* Problem details: All of the material below is to be retyped exactly.

* Recorded information:
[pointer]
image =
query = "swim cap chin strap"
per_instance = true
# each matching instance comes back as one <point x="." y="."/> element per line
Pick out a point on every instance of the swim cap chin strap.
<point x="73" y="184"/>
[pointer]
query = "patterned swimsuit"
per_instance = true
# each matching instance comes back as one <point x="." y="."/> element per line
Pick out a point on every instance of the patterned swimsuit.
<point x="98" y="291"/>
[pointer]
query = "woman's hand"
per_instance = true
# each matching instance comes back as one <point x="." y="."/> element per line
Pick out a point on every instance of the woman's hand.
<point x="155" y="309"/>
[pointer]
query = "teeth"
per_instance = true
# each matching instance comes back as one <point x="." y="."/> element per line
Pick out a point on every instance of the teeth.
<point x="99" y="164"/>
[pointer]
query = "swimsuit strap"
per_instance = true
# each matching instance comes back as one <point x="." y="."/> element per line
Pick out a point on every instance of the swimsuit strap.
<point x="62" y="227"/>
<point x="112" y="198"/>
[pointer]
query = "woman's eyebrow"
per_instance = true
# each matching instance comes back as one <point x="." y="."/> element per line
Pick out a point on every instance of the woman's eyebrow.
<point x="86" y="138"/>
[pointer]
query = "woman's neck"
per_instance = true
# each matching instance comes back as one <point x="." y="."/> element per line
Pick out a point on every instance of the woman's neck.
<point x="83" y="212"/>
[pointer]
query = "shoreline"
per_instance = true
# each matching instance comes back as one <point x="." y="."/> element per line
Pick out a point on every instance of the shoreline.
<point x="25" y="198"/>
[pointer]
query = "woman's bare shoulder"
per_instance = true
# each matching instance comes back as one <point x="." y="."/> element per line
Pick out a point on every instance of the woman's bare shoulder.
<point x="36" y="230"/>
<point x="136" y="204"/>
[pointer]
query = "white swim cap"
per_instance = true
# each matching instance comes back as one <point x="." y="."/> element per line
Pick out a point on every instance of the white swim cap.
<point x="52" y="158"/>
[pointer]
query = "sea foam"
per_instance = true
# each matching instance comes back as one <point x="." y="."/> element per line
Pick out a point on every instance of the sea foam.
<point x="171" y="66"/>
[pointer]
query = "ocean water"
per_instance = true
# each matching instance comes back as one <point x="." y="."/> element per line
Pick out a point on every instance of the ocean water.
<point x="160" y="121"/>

* Output below:
[pointer]
image =
query = "swim cap chin strap"
per_instance = true
# each matching instance comes back as one <point x="." y="."/> element per line
Pick out a point on every instance of the swim cap chin strap.
<point x="73" y="184"/>
[pointer]
query = "patterned swimsuit"
per_instance = true
# each matching instance comes back as one <point x="." y="."/> element per line
Pick out a point on every instance of the patterned swimsuit.
<point x="98" y="291"/>
[pointer]
query = "woman's hand"
per_instance = true
# each matching instance comes back as one <point x="." y="."/> element per line
Pick out a point on every instance of the woman's hand.
<point x="155" y="309"/>
[pointer]
query = "teeth"
per_instance = true
# each matching instance comes back as one <point x="." y="."/> element per line
Pick out a point on every instance of the teeth.
<point x="99" y="164"/>
[pointer]
query = "swimsuit strap"
per_instance = true
# each matching instance comes back as one <point x="." y="."/> element per line
Pick out a point on every instance of the swimsuit strap.
<point x="62" y="227"/>
<point x="112" y="198"/>
[pointer]
query = "woman's eyebrow"
per_instance = true
# each matching instance comes back as one <point x="." y="."/> element per line
Pick out a point on every instance of the woman's eyebrow.
<point x="86" y="138"/>
[pointer]
query = "woman's neck"
per_instance = true
# each matching instance comes back as one <point x="." y="."/> element per line
Pick out a point on every instance of the woman's neck.
<point x="83" y="212"/>
[pointer]
query = "shoreline"
per_instance = true
# each matching instance comes back as one <point x="." y="."/> element per line
Pick out a point on every instance of the shoreline.
<point x="25" y="198"/>
[pointer]
query = "woman's bare shoulder"
per_instance = true
# each matching instance comes back as one <point x="." y="."/> element per line
Pick out a point on every instance of the woman's bare shoulder.
<point x="36" y="230"/>
<point x="136" y="204"/>
[pointer]
query = "white swim cap"
per_instance = true
# each matching instance comes back as one <point x="." y="."/> element per line
Pick out a point on every instance of the white swim cap.
<point x="52" y="158"/>
[pointer]
query = "sea foam"
per_instance = true
# each matching instance comes back as one <point x="." y="."/> element per line
Pick out a point on every instance of the sea foam.
<point x="171" y="66"/>
[pointer]
query = "ocean water"
per_instance = true
# each matching instance comes back as one <point x="." y="."/> element per line
Pick out a point on every instance of the ocean water.
<point x="160" y="121"/>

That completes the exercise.